Data excerpts

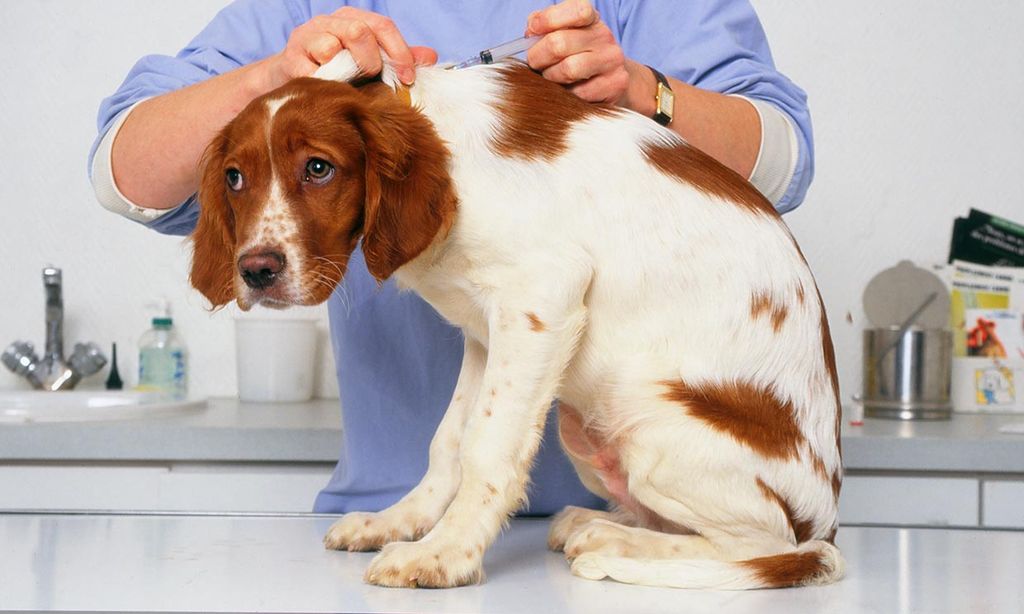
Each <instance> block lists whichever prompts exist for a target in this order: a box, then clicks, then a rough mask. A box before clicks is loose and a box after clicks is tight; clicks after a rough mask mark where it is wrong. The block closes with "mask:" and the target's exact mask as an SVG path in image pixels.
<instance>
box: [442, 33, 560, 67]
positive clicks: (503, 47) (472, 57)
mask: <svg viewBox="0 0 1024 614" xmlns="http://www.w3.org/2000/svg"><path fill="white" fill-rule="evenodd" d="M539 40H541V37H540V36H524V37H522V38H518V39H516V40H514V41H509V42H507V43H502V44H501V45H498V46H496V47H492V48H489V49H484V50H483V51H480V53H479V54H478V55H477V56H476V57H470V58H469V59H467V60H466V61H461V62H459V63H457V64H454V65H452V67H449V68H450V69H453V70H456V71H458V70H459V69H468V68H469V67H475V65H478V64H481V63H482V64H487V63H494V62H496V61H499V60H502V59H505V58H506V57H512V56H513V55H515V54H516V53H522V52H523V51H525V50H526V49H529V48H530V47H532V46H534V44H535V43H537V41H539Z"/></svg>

= PROBLEM DETAILS =
Please retype the lines of material above word for word, covering all of it and leaving out the pictures.

= TASK SOLUTION =
Each <instance> block lists whichever prompts exist for a target in this order: a box, then clicks, then a rough mask. A box before clicks is loose and a box after clicks is tight; clicks after a rough mask mark where it is wrong. The block closes with "mask:" and the target's exact mask as an SVG path in image pixels.
<instance>
box: [442, 33, 560, 67]
positive clicks: (503, 47) (472, 57)
mask: <svg viewBox="0 0 1024 614" xmlns="http://www.w3.org/2000/svg"><path fill="white" fill-rule="evenodd" d="M539 40H541V37H540V36H524V37H522V38H518V39H516V40H514V41H509V42H507V43H502V44H501V45H498V46H496V47H492V48H489V49H484V50H483V51H480V53H479V54H478V55H477V56H476V57H470V58H469V59H467V60H466V61H461V62H459V63H457V64H454V65H452V67H449V68H450V69H453V70H456V71H458V70H459V69H468V68H469V67H475V65H478V64H481V63H482V64H487V63H494V62H496V61H499V60H502V59H505V58H506V57H512V56H513V55H515V54H516V53H522V52H523V51H525V50H526V49H529V48H530V47H532V46H534V44H535V43H537V41H539Z"/></svg>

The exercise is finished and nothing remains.